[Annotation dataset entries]
-----
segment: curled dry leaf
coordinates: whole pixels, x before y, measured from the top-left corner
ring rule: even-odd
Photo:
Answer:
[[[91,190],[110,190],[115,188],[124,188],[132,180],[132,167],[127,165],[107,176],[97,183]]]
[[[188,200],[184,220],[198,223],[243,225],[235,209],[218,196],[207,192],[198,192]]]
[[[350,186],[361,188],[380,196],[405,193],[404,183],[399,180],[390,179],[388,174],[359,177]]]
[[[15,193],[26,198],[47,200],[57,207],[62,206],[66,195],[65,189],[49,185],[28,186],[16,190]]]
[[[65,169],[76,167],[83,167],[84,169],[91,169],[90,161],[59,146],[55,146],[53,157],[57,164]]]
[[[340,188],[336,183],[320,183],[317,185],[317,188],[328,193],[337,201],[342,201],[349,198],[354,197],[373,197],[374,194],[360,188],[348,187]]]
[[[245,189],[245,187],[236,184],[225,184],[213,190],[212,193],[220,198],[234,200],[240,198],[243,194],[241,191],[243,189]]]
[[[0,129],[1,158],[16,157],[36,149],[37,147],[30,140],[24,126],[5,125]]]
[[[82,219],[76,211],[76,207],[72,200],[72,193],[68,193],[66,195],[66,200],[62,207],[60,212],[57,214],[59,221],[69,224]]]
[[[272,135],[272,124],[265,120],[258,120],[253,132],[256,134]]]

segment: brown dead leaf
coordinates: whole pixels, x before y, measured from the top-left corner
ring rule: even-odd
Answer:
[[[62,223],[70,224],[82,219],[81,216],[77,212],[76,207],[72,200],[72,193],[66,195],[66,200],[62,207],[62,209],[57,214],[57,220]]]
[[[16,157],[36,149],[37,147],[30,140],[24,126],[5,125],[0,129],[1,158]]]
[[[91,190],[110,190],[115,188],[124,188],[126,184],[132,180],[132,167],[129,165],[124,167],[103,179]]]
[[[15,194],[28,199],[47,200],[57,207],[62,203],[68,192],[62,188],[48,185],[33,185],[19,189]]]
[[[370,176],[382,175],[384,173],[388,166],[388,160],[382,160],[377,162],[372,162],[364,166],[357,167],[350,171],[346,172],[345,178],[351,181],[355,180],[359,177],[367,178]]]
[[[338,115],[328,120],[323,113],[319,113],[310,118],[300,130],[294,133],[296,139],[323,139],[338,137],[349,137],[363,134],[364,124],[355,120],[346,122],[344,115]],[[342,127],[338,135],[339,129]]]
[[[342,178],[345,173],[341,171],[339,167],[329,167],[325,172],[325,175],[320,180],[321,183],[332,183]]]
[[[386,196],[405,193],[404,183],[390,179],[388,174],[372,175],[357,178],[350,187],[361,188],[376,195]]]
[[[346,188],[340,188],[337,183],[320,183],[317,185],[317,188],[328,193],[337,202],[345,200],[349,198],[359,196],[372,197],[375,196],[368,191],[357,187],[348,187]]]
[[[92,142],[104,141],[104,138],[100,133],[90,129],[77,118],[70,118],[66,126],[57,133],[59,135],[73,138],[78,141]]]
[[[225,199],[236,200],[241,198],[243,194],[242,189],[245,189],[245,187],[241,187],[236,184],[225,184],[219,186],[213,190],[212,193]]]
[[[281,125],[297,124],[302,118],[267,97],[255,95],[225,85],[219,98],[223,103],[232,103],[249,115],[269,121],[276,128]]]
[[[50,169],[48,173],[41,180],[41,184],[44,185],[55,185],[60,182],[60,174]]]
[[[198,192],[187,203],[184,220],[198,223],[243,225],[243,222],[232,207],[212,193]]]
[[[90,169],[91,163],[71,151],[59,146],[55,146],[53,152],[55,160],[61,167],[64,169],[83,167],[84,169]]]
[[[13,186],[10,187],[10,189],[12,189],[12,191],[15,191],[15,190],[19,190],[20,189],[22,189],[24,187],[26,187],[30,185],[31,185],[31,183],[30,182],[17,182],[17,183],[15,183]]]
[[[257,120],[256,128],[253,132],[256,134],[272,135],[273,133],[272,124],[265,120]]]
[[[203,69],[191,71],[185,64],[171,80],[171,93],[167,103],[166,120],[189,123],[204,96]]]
-----
◆ **EXERCISE**: Copy out the entire listing above verbatim, reproducing every line without any change.

◆ **TASK SOLUTION**:
segment: curled dry leaf
coordinates: whole pixels, x before y, measured from the top-left corner
ring rule: even-odd
Photo:
Answer:
[[[91,190],[110,190],[115,188],[124,188],[132,180],[132,167],[127,165],[107,176],[97,183]]]
[[[188,200],[184,220],[198,223],[243,225],[235,209],[218,196],[207,192],[198,192]]]
[[[350,186],[361,188],[380,196],[405,193],[404,183],[399,180],[390,179],[388,174],[359,177]]]
[[[15,193],[26,198],[47,200],[57,207],[62,206],[66,195],[65,189],[49,185],[28,186],[16,190]]]
[[[65,169],[76,167],[83,167],[84,169],[91,169],[90,161],[59,146],[55,146],[53,157],[57,164]]]
[[[340,188],[336,183],[320,183],[317,185],[317,188],[328,193],[337,201],[342,201],[349,198],[354,197],[373,197],[374,194],[360,188],[348,187]]]
[[[245,189],[245,187],[236,184],[225,184],[213,190],[212,193],[220,198],[234,200],[240,198],[243,194],[241,191],[243,189]]]
[[[0,129],[1,158],[16,157],[36,149],[37,147],[30,140],[24,126],[5,125]]]
[[[82,219],[76,211],[76,207],[72,200],[72,193],[68,193],[66,195],[66,200],[62,207],[60,212],[57,214],[59,221],[69,224]]]
[[[272,135],[272,124],[265,120],[258,120],[253,132],[256,134]]]

segment: brown dead leaf
coordinates: whole pixels, x before y, measured from the top-left corner
ring rule: even-odd
Answer:
[[[62,223],[70,224],[82,219],[81,216],[77,212],[76,207],[72,200],[72,193],[66,195],[66,200],[62,207],[62,209],[57,214],[57,220]]]
[[[16,157],[36,149],[37,147],[30,140],[24,126],[5,125],[0,129],[1,158]]]
[[[91,190],[110,190],[115,188],[124,188],[126,184],[132,180],[132,167],[129,165],[124,167],[103,179]]]
[[[15,194],[28,199],[47,200],[57,207],[62,203],[68,192],[62,188],[48,185],[33,185],[19,189]]]
[[[370,176],[382,175],[384,173],[388,166],[388,160],[382,160],[377,162],[372,162],[364,166],[357,167],[350,171],[346,172],[345,178],[351,181],[355,180],[359,177],[367,178]]]
[[[338,115],[328,120],[323,113],[319,113],[310,118],[300,130],[294,133],[296,139],[323,139],[338,137],[349,137],[363,134],[364,124],[355,120],[346,122],[344,115]],[[342,127],[338,135],[339,129]]]
[[[342,178],[345,173],[341,171],[339,167],[329,167],[325,172],[325,175],[320,180],[321,183],[332,183]]]
[[[386,196],[405,193],[404,183],[390,179],[388,174],[372,175],[357,178],[350,187],[361,188],[376,195]]]
[[[346,188],[340,188],[337,183],[320,183],[317,185],[317,188],[328,193],[337,202],[345,200],[349,198],[359,196],[372,197],[375,196],[368,191],[357,187],[348,187]]]
[[[92,142],[104,141],[104,138],[100,133],[90,129],[77,118],[70,118],[66,126],[57,133],[59,135],[73,138],[78,141]]]
[[[225,199],[236,200],[241,198],[243,194],[242,189],[245,189],[245,187],[241,187],[236,184],[225,184],[219,186],[213,190],[212,193]]]
[[[281,125],[297,124],[302,118],[267,97],[255,95],[225,85],[219,98],[223,103],[232,103],[249,115],[269,121],[276,128]]]
[[[50,169],[48,173],[41,180],[41,184],[44,185],[55,185],[60,182],[60,174]]]
[[[198,192],[187,203],[184,220],[198,223],[243,225],[243,222],[232,207],[212,193]]]
[[[90,169],[91,163],[71,151],[59,146],[55,146],[53,152],[55,160],[61,167],[64,169],[83,167],[84,169]]]
[[[13,186],[10,187],[10,189],[12,189],[12,191],[15,191],[15,190],[19,190],[20,189],[22,189],[24,187],[26,187],[30,185],[31,185],[31,183],[30,182],[17,182],[17,183],[15,183]]]
[[[257,120],[256,128],[253,132],[256,134],[272,135],[273,133],[272,124],[265,120]]]
[[[203,69],[191,71],[185,64],[171,80],[171,93],[167,103],[166,120],[189,123],[204,96]]]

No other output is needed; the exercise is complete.